**What you will do**
Here are some entries; quote each one exactly.

**Stored rows**
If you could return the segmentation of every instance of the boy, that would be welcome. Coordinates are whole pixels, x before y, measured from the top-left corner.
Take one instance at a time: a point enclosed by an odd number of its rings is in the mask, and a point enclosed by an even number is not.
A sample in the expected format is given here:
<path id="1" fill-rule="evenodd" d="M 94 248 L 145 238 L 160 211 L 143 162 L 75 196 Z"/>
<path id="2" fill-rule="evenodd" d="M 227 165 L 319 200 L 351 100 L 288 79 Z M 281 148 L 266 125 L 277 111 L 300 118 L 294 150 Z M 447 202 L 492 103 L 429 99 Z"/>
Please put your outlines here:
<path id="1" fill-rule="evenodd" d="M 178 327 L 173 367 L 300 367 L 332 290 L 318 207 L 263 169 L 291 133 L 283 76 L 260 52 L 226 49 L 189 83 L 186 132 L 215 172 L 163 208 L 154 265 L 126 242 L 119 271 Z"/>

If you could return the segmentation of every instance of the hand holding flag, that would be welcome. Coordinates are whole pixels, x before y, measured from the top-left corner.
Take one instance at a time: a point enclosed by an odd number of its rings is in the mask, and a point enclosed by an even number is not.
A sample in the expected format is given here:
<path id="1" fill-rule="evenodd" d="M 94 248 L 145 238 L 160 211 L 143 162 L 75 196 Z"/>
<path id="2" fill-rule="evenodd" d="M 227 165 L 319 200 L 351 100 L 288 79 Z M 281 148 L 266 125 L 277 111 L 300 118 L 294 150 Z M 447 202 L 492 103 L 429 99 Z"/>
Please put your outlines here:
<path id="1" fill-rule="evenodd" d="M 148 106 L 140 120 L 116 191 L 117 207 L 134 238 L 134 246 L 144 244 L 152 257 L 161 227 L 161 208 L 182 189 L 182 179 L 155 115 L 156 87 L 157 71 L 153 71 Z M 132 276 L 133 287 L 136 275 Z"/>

**In response**
If you could return the segmentation of every instance of the boy, that would be welcome. Coordinates are whole pixels, x before y, measured from the top-left corner.
Take one instance at a time: a point enclosed by an odd number of its rings is in the mask, and a point enclosed by an even number is not.
A sample in the expected format is given here:
<path id="1" fill-rule="evenodd" d="M 94 248 L 145 238 L 160 211 L 143 162 L 75 196 Z"/>
<path id="2" fill-rule="evenodd" d="M 227 165 L 319 200 L 351 100 L 288 79 Z M 281 148 L 266 125 L 277 111 L 300 118 L 294 150 Z M 447 202 L 492 103 L 429 99 Z"/>
Please put your outlines here:
<path id="1" fill-rule="evenodd" d="M 178 327 L 173 367 L 300 367 L 332 290 L 318 207 L 263 169 L 291 133 L 283 76 L 260 52 L 226 49 L 189 83 L 186 132 L 215 172 L 163 208 L 154 265 L 126 242 L 119 271 Z"/>

If you could return the segmentation of every instance of the hand holding flag, that would be welcome. Coordinates are whole pixels, x before y, measured from the top-left corner.
Take one instance at a time: a point enclosed by an odd number of its rings is in the mask, and a point enclosed by an even number is not.
A sample in the expected format is given here:
<path id="1" fill-rule="evenodd" d="M 94 248 L 145 238 L 160 211 L 143 162 L 75 196 Z"/>
<path id="2" fill-rule="evenodd" d="M 227 165 L 319 200 L 351 100 L 288 79 Z M 281 148 L 266 125 L 277 111 L 300 118 L 294 150 Z M 447 202 L 492 103 L 429 99 Z"/>
Please put your outlines here:
<path id="1" fill-rule="evenodd" d="M 148 106 L 140 120 L 116 191 L 117 207 L 134 238 L 134 246 L 144 244 L 152 257 L 161 227 L 161 208 L 182 189 L 182 179 L 155 115 L 156 87 L 157 71 L 153 71 Z M 132 276 L 133 287 L 136 275 Z"/>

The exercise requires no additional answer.